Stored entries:
^^^^

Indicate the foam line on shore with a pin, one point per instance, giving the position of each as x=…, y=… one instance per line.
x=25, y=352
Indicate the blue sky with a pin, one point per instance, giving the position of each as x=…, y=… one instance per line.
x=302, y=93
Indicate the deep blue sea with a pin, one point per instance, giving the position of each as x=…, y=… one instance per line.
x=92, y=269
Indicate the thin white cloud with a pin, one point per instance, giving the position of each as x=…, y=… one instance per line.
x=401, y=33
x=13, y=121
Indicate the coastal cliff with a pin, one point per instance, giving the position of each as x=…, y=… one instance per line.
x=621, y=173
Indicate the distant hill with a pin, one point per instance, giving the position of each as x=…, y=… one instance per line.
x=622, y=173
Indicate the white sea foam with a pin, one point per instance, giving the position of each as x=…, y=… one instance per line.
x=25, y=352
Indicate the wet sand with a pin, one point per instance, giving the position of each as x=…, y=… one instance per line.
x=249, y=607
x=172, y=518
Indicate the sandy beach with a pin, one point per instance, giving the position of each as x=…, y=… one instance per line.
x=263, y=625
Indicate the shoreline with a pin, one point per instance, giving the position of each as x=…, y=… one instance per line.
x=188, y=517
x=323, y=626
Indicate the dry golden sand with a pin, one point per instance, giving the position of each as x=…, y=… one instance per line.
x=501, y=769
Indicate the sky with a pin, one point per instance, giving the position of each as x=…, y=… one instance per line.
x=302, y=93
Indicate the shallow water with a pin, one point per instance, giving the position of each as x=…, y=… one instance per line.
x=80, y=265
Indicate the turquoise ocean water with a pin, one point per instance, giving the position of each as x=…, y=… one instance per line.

^^^^

# [What is expected]
Print each record again. Nothing may be left out.

# [Exercise answer]
Indicate the foam line on shore with a pin, one point per instance, giving the position of each as x=…, y=… one instance per line.
x=25, y=352
Indicate the blue sky with a pin, one point per instance, giving the position of each as x=…, y=… one instance per line.
x=302, y=93
Indicate the deep blue sea with a pin, one point per instance, giving the position of each as x=…, y=… one instance per line.
x=92, y=269
Indicate the thin white cloud with a pin, one point per instance, giving the position of each as x=…, y=… one instance per line.
x=401, y=33
x=13, y=121
Indicate the coastal cliff with a pin, one point per instance, giving the position of each as x=…, y=… one instance per line.
x=621, y=173
Indicate the distant hill with a pin, one point per instance, giving the position of each as x=…, y=… one instance per line.
x=622, y=173
Indicate the white sea foam with a pin, one point per instance, giving the position of each as x=…, y=… one instance per line.
x=25, y=352
Indicate the wet sand with a pin, one point per instance, giving the position of each as x=…, y=… one instance per line.
x=249, y=607
x=172, y=518
Indicate the sandy beach with a pin, one point per instance, giving the position of each as x=…, y=… one instance per line.
x=263, y=625
Indicate the shoreline with a pin, one point per instance, giving the position of each as x=…, y=… one instance per line.
x=188, y=517
x=323, y=626
Indicate the dry golden sand with a pin, one point per instance, giving the position of each as x=…, y=… one instance per line.
x=501, y=769
Indicate the sky with a pin, one point per instance, giving the position of each as x=…, y=… one instance per line.
x=302, y=93
Indicate the shallow water with a pin, one point per instance, giving the position of each as x=…, y=… one instance per line.
x=80, y=265
Indicate the turquoise ocean water with a pin, one point per instance, giving the position of each as x=…, y=… one instance per line.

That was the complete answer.